:: Source passage ::
■ ■ ■ ■ ■ ■ ■

[<prev] [next>] [<thread-prev] [thread-next>] [day] [month] [year] [list]
Message-Id: <20200415085437.23028-2-liuhangbin@gmail.com>
Date: Wed, 15 Apr 2020 16:54:36 +0800
From: Hangbin Liu <liuhangbin@...il.com>
To: bpf@...r.kernel.org
Cc: netdev@...r.kernel.org,
Toke Høiland-Jørgensen <toke@...hat.com>,
Jiri Benc <jbenc@...hat.com>,
Jesper Dangaard Brouer <brouer@...hat.com>,
Eelco Chaudron <echaudro@...hat.com>,
Alexei Starovoitov <ast@...nel.org>,
Daniel Borkmann <daniel@...earbox.net>,
Hangbin Liu <liuhangbin@...il.com>
Subject: [RFC PATCH bpf-next 1/2] xdp: add dev map multicast support
This is a prototype for xdp multicast support. In this implemention we
use map-in-map to store the multicast groups, because we may have both
include and exclude groups on one interface.
The include and exclude groups are seperated by a 32 bits map key.
the high 16 bits keys are used for include groups and low 16 bits
keys are for exclude groups.
The general data path is kept in net/core/filter.c. The native data
path is in kernel/bpf/devmap.c so we can use direct calls to
get better performace.
Signed-off-by: Hangbin Liu <liuhangbin@...il.com>
---
include/linux/bpf.h | 29 +++++++++++
include/net/xdp.h | 1 +
kernel/bpf/arraymap.c | 2 +-
kernel/bpf/devmap.c | 118 ++++++++++++++++++++++++++++++++++++++++++
kernel/bpf/hashtab.c | 2 +-
kernel/bpf/verifier.c | 15 +++++-
net/core/filter.c | 69 +++++++++++++++++++++++-
net/core/xdp.c | 26 ++++++++++
8 files changed, 256 insertions(+), 6 deletions(-)

■ ■ ■ ■ ■ ■ ■

:: Directions ::
**1.** Decide whether each statement agrees with the patch message: (a) the multicast groups are stored with map-in-map; (b) the low 16 bits of the key are used for include groups; (c) the native data path is kept in net/core/filter.c. Answer yes or no for each and quote the deciding words of the patch message.
**2.** Print the stretch of the patch message from "The general data" through "insertions(+), 6 deletions(-)".
The rows that come next are separate material, unrelated to the patch message.

Records of labeled points
■ ■ ■ ■ ■ ■ ■

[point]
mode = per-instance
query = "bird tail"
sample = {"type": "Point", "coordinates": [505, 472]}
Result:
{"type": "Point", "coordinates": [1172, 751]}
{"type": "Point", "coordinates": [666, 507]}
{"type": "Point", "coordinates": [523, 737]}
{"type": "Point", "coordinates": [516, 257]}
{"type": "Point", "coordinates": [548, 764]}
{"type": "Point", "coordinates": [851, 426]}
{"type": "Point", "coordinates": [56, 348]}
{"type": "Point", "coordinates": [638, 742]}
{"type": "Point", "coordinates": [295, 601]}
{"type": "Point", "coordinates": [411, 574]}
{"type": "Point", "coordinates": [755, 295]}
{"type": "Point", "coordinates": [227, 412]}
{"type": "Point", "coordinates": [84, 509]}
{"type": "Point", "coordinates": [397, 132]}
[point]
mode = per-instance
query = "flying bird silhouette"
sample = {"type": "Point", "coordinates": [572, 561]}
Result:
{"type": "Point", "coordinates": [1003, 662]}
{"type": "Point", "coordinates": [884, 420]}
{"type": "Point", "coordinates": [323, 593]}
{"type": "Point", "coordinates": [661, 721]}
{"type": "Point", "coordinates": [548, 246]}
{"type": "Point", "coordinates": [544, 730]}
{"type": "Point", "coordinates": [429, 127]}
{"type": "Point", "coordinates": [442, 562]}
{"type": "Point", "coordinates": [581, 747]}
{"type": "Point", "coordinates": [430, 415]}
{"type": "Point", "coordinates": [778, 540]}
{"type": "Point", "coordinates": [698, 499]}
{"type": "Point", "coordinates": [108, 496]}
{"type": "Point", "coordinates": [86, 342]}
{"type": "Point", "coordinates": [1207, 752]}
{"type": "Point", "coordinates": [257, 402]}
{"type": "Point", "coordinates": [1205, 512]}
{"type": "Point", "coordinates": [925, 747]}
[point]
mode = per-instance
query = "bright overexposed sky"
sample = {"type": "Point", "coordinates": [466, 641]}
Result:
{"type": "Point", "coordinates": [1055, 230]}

■ ■ ■ ■ ■ ■ ■

:: Task results ::
**1.**
(a) Yes: "use map-in-map to store the multicast groups"
(b) No: "low 16 bits keys are for exclude groups"
(c) No: "The native data path is in kernel/bpf/devmap.c"

**2.**
The general data path is kept in net/core/filter.c. The native data
path is in kernel/bpf/devmap.c so we can use direct calls to
get better performace.
Signed-off-by: Hangbin Liu <liuhangbin@...il.com>
---
include/linux/bpf.h | 29 +++++++++++
include/net/xdp.h | 1 +
kernel/bpf/arraymap.c | 2 +-
kernel/bpf/devmap.c | 118 ++++++++++++++++++++++++++++++++++++++++++
kernel/bpf/hashtab.c | 2 +-
kernel/bpf/verifier.c | 15 +++++-
net/core/filter.c | 69 +++++++++++++++++++++++-
net/core/xdp.c | 26 ++++++++++
8 files changed, 256 insertions(+), 6 deletions(-)